### What to work on
Retype the part of the erythrodermic psoriasis article below that begins at the words "The reason it" and stops after "common is erythrodermic psoriasis?".
Reading text Start Marker
What Is Erythrodermic Psoriasis?
Reviewed by: HU Medical Review Board | Last reviewed: July 2016. | Last updated: June 2023
Erythrodermic psoriasis is a rare but extremely serious form of psoriasis, a chronic autoimmune disease that appears on the skin. People with this form of the disease develop very red and scaly skin over 90% or more of their bodies.1 This is can be very itchy and painful to the touch, and the person may start to shed sheets of skin.
Flare-ups of erythrodermic psoriasis require urgent medical care3. If it is not treated, it can cause complications or even life-threatening. Contact a healthcare provider immediately if you develop symptoms of erythrodermic psoriasis.
What are the possible triggers for erythrodermic psoriasis?
Plaque psoriasis is an inflammatory condition that causes patches of reddened, thickened, and scaly skin to develop due to excess skin cell production. Around 30% of people who develop erythrodermic psoriasis are people who already have plaque psoriasis. This usually happens if the person has been having more frequent and severe flare-ups of plaque psoriasis that are not controlled well enough, and gradually affect more and more of a person’s body.2
The most common trigger for a flare-up of erythrodermic psoriasis is stopping treatment with corticosteroids too quickly. Corticosteroids are powerful medicines that reduce the amount of inflammation in the body, which can help to relieve symptoms of psoriasis that are caused by inflammation.3 Corticosteroid medicines can be applied directly to the skin (topically), they can be taken by mouth, or they can be injected with a shot or by infusion. Because they are so powerful, if a person stops taking corticosteroids too quickly, it can cause serious side effects. For this reason, healthcare providers help patients to gradually reduce the dose of their corticosteroids over time, instead of stopping all at once.4
Other possible triggers for a flare-up of include:
- Taking strong corticosteroid medications, such as cortisone or prednisone
- Severe sunburn
- Use of strong coal tar preparations
- Taking certain medications, such as lithium or antimalarial medicine
- Drinking alcohol excessively
- Having low levels of calcium in the body
- Inflammatory skin conditions other than psoriasis
What are the possible complications of erythrodermic psoriasis?
The reason it is so important to treat erythrodermic psoriasis right away is due to the very serious complications that it can cause.2
Some of these possible complications include:3
- Dangerously low body temperature (hypothermia)
- Heart failure
- Protein loss and malnutrition
- Swelling of the arms and legs
Because of the way erythrodermic psoriasis affects the skin, it can also put a patient at higher risk of getting certain types of dangerous infections4, such as staphylococcus (“staph” for short).
How common is erythrodermic psoriasis?
Erythrodermic psoriasis is very rare: only about 1% of psoriasis patients have erythrodermic psoriasis. This form of the disease affects more men than women, and it more commonly affects older people. People are around 50 years old, on average, when they have the first flare up of erythrodermic psoriasis.5
How is erythrodermic psoriasis treated?
Treatment for erythrodermic psoriasis is complicated because the condition is so serious. Most people need to check into the hospital so that they can receive all of the different types of care that they need.2 Bed rest is usually advised, and patients will usually need intravenous fluids and/or nutrition to prevent dehydration or malnutrition.
Medicines used to treat erythrodermic psoriasis are very dependent on the particular patient’s condition, but may include antibiotics, methotrexate, cyclosporine, acitretin, or biologic therapies. Emollients and dressings are often used to provide symptom relief during treatment.
Reading text End Marker
Recorded information Start Marker
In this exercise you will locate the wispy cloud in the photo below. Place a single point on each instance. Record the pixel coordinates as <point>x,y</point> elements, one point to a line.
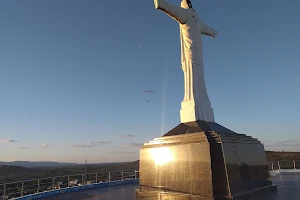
<point>99,143</point>
<point>7,141</point>
<point>17,147</point>
<point>44,145</point>
<point>133,145</point>
<point>282,145</point>
<point>122,152</point>
<point>89,145</point>
<point>128,135</point>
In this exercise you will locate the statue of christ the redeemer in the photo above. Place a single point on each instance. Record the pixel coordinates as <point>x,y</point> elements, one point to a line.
<point>195,105</point>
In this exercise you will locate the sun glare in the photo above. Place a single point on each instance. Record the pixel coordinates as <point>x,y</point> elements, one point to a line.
<point>161,155</point>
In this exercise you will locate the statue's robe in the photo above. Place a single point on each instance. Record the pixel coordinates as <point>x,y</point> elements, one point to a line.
<point>191,27</point>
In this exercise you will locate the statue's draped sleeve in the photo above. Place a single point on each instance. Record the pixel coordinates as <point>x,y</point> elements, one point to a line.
<point>206,30</point>
<point>177,13</point>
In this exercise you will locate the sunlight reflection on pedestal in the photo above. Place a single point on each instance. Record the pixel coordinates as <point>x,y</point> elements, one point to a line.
<point>161,155</point>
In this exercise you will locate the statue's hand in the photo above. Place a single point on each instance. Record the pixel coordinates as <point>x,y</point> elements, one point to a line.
<point>214,34</point>
<point>158,3</point>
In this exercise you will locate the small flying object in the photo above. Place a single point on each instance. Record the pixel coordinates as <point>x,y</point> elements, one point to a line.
<point>148,91</point>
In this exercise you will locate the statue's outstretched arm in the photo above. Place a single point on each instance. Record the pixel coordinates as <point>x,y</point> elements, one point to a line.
<point>206,30</point>
<point>177,13</point>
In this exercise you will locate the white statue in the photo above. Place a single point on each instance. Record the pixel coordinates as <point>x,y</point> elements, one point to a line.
<point>195,105</point>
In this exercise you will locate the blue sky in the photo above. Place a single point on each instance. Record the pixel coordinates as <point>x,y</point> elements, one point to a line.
<point>73,75</point>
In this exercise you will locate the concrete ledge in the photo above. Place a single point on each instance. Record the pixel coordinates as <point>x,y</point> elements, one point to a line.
<point>75,189</point>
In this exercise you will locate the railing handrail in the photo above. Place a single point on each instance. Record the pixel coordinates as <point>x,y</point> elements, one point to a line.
<point>51,177</point>
<point>20,188</point>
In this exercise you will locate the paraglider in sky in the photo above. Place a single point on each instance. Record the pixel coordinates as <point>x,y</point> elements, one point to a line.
<point>148,91</point>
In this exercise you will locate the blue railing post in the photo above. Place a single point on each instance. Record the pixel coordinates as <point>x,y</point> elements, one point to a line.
<point>4,191</point>
<point>53,183</point>
<point>38,191</point>
<point>22,189</point>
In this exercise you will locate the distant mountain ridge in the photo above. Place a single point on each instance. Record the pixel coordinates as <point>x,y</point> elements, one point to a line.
<point>29,164</point>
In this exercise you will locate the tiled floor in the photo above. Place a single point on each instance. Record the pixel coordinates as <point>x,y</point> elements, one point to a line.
<point>288,189</point>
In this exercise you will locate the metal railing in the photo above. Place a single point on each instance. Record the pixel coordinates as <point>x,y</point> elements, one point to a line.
<point>35,186</point>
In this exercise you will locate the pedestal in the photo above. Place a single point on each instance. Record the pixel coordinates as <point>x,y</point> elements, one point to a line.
<point>203,160</point>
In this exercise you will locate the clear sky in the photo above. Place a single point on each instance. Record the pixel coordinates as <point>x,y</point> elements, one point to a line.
<point>72,75</point>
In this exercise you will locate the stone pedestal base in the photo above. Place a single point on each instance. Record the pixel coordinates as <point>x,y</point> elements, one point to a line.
<point>190,112</point>
<point>203,160</point>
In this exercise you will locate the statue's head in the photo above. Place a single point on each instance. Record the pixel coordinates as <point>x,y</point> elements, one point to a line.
<point>186,4</point>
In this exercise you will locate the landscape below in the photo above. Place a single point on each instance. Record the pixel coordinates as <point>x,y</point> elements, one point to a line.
<point>22,170</point>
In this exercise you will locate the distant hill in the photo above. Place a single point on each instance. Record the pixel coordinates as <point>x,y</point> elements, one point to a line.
<point>28,164</point>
Recorded information End Marker
### The answer
The reason it is so important to treat erythrodermic psoriasis right away is due to the very serious complications that it can cause.2
Some of these possible complications include:3
- Dangerously low body temperature (hypothermia)
- Heart failure
- Protein loss and malnutrition
- Swelling of the arms and legs
Because of the way erythrodermic psoriasis affects the skin, it can also put a patient at higher risk of getting certain types of dangerous infections4, such as staphylococcus (“staph” for short).
How common is erythrodermic psoriasis?